• Passage shown:
Care Net and other pregnancy centers in inner-city neighborhoods aim to reverse the CDC's stats -- though a recent issue of Time did question their methods. "Even among pro-life activists, there's an argument about emphasis," reported the magazine. "Do you focus on fear and guilt, to make choosing an abortion harder, or on hope and support, to make 'choosing life' easier?" And since most pregnancy centers are affiliated with churches, including one in Oak Cliff, they don't offer birth control advice or contraceptives of any kind -- since sex outside of marriage is "against God's will."
The Times tells the story this morning of 28-year-old LaToya Yarbrough, who became pregnant six months after her first son was born out of wedlock, went to have an abortion and wound up at the fancy Family Care Pregnancy Center --"the bathrooms are marble, the chandeliers ornate," reports the paper -- which is operated out of a former mansion by the Oak Cliff Bible Fellowship Church. The church spends $350,000 annually on anti-abortion initiatives in the neighborhood.

(Outline annotation records)
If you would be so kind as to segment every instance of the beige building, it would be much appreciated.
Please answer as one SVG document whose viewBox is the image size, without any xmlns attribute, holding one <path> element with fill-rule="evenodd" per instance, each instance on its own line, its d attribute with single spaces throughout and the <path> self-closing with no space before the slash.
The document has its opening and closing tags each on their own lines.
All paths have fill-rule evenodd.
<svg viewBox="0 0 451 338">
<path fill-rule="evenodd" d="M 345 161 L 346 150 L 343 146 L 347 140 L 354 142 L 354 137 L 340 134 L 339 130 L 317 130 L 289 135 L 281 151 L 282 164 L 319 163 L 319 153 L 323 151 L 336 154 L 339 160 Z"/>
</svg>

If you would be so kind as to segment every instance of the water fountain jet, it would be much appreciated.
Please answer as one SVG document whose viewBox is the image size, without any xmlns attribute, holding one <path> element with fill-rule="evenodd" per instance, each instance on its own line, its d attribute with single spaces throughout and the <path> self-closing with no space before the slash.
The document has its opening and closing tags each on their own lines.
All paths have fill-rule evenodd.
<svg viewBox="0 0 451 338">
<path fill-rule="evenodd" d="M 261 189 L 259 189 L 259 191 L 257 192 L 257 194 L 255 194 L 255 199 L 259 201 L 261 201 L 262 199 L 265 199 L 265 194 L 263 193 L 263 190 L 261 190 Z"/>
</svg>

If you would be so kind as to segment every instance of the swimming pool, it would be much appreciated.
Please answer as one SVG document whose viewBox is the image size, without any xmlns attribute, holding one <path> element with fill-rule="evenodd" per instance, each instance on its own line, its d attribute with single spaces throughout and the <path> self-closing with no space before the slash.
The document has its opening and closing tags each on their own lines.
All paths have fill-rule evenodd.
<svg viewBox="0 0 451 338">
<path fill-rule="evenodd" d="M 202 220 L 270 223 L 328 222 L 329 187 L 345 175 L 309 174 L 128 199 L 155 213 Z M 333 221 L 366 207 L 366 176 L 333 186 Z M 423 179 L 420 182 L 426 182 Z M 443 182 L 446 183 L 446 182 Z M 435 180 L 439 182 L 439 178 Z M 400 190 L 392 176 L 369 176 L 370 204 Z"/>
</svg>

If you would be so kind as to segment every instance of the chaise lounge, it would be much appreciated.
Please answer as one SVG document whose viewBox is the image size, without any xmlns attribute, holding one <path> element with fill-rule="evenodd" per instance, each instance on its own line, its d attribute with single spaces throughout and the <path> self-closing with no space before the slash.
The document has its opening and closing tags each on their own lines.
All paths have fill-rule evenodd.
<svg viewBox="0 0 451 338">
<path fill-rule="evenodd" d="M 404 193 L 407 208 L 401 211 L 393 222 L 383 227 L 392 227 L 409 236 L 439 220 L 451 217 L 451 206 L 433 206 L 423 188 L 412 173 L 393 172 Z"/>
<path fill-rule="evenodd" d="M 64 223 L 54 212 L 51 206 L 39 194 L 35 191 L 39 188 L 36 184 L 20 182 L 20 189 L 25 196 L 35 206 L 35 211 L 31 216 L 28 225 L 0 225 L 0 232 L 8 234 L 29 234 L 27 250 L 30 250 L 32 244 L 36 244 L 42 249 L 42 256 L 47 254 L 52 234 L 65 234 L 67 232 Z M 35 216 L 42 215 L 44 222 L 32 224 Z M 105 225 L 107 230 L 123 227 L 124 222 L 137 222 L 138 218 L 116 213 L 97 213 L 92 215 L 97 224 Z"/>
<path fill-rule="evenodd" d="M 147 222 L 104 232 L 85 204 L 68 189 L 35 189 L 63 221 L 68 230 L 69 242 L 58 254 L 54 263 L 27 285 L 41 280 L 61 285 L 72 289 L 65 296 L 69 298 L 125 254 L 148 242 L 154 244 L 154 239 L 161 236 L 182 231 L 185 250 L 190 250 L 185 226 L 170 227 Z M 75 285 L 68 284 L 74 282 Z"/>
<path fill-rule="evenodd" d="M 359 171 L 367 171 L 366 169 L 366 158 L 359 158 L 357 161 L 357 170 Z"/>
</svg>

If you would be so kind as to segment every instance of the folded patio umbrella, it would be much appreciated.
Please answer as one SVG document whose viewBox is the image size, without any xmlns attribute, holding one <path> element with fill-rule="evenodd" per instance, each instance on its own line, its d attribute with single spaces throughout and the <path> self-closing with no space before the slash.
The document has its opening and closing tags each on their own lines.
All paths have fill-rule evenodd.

• Exercise brief: In the pregnancy-center passage, copy the part starting with "The Times tells" and going on through "in the neighborhood.", changing "mansion" to "estate".

• Result below:
The Times tells the story this morning of 28-year-old LaToya Yarbrough, who became pregnant six months after her first son was born out of wedlock, went to have an abortion and wound up at the fancy Family Care Pregnancy Center --"the bathrooms are marble, the chandeliers ornate," reports the paper -- which is operated out of a former estate by the Oak Cliff Bible Fellowship Church. The church spends $350,000 annually on anti-abortion initiatives in the neighborhood.